§ Problem
Whenever a line below includes the word "green", copy that line.

*** Record set Section Begins ***

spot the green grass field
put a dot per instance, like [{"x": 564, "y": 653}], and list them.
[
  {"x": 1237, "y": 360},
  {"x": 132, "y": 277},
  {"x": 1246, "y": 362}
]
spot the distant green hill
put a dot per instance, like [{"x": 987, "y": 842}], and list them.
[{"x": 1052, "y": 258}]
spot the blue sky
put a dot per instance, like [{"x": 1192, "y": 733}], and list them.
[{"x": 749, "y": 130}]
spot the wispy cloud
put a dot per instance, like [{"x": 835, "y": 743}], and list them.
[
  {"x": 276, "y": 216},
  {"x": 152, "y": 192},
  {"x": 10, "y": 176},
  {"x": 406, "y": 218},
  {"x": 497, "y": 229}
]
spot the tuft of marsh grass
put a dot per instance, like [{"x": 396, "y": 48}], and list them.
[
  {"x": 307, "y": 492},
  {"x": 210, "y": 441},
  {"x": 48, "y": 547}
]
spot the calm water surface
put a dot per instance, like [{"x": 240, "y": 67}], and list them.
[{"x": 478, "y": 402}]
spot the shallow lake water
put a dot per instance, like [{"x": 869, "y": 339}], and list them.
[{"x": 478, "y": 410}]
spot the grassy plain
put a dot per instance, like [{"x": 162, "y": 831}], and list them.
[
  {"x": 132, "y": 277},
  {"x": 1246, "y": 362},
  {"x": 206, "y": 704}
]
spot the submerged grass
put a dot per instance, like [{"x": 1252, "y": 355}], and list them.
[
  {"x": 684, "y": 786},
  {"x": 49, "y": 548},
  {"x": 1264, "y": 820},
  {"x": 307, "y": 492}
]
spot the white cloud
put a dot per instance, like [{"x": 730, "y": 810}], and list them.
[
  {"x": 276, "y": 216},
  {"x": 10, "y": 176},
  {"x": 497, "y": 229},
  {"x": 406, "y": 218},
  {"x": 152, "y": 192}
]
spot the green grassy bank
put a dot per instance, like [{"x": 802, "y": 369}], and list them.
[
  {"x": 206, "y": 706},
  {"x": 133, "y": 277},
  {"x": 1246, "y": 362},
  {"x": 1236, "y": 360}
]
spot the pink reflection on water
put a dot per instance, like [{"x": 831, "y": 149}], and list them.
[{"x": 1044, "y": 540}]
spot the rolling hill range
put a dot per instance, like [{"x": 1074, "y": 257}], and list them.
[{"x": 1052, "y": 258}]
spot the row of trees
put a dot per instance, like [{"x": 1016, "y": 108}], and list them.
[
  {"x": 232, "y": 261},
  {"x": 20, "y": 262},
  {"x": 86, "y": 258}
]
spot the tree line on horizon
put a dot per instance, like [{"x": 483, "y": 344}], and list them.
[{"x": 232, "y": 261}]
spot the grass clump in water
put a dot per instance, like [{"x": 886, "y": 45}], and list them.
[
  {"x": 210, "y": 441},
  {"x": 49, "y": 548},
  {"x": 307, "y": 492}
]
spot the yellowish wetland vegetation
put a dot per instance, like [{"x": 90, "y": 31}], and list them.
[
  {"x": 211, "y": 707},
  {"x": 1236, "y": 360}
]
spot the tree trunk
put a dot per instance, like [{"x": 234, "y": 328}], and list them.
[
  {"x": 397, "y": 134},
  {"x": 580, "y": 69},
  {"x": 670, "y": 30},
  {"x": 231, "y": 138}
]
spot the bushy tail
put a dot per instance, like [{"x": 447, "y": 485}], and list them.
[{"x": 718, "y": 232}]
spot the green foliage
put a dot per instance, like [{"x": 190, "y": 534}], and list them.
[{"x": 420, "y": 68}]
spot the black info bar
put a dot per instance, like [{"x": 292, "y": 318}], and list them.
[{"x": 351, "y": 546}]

*** Record set Section Ends ***

§ Answer to the problem
spot the green grass field
spot the distant green hill
spot the green grassy bank
spot the green foliage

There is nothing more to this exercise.